### Check your understanding
1) List the kinds of books that, according to the Facebook self-publishing post, some groups are specifically for.
2) In the Facebook self-publishing post, what search terms are suggested for finding groups to join?
3) Write out everything in the Facebook self-publishing post from "First off, you" down to "want to use it.".

Sunday, March 15, 2015

Adventures in Self-Publishing - Facebook

Yes, the cool kids have all since moved on, and nobody under 30 bothers anymore, and you only keep your account open so Grandma can send you pictures, but Facebook is still probably the best general platform for authors

First off, you might want to create a new account (or two or three) just for your marketing.  You can't post to a group under anything other than your user name, so if you have a personal account under your real name you might not want to use it.

If you want to jack up your "friends" or likes, just randomly friend some authors, and you'll get a flood of folks who you'll never talk to filling up your feed.

Spam Mode:
The best place to spam is in groups, but only in groups where it's okay.  Do a search for "kindle" or "ebook", etc, and join the zillions of groups available.  Note that some are specifically for free books, $0.99 books, kindle unlimited, etc.

There are also groups for specific genres - these are even better, though make sure you fit that genre.  Also, take a look at the posts before you just spam away.  If there is mostly discussion, you may just want to post via Announce Mode, as described below.  If the feed is nothing but Amazon links, spam away.  Keep an eye on the rules - most groups have a few.  I've had my hand slapped twice: once for accidentally posting a $2.99 book in a $0.99 group, and once for my book not having enough rape in it.  Welcome to the internet.

### Input data
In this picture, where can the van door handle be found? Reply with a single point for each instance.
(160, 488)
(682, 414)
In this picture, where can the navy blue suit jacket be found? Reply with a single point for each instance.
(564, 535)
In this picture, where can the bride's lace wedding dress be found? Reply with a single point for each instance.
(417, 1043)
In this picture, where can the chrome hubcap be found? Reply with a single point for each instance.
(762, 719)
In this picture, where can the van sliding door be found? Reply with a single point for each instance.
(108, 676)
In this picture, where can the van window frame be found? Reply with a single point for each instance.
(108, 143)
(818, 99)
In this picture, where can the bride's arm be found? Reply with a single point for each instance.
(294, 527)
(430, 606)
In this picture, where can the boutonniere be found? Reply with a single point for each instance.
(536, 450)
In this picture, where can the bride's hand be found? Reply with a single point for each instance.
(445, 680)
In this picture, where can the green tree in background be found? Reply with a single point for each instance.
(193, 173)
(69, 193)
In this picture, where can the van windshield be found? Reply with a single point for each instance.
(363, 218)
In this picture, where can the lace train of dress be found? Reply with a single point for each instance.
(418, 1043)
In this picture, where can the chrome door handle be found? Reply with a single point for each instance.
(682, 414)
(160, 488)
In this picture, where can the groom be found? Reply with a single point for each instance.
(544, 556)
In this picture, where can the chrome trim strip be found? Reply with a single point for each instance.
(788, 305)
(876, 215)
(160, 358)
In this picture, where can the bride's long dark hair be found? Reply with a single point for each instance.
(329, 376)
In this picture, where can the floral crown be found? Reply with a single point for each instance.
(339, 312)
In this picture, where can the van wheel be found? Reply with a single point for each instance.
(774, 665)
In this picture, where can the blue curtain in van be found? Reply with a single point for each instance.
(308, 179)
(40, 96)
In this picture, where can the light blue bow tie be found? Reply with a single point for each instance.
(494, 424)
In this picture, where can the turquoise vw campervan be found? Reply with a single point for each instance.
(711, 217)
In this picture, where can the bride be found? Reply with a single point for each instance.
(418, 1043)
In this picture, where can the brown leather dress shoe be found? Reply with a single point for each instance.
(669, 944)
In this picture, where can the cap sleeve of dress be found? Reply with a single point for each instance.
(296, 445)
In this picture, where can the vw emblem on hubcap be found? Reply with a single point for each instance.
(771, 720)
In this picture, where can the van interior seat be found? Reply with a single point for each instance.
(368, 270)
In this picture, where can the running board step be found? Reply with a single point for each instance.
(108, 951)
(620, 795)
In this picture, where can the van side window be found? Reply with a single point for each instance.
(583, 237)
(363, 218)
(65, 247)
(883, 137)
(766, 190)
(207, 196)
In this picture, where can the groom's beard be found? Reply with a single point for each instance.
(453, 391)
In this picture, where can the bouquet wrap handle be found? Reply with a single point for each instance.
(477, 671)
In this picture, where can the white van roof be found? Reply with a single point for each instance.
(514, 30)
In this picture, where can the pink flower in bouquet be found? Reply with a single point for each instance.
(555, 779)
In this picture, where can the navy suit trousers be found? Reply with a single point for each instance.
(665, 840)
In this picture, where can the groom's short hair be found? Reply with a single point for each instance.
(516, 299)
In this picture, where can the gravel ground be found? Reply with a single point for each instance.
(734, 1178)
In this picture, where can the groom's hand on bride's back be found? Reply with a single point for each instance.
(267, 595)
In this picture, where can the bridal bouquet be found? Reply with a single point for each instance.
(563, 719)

### Solutions to the tasks
1)
- free books
- $0.99 books
- kindle unlimited

2) "kindle" or "ebook"

3)
First off, you might want to create a new account (or two or three) just for your marketing.  You can't post to a group under anything other than your user name, so if you have a personal account under your real name you might not want to use it.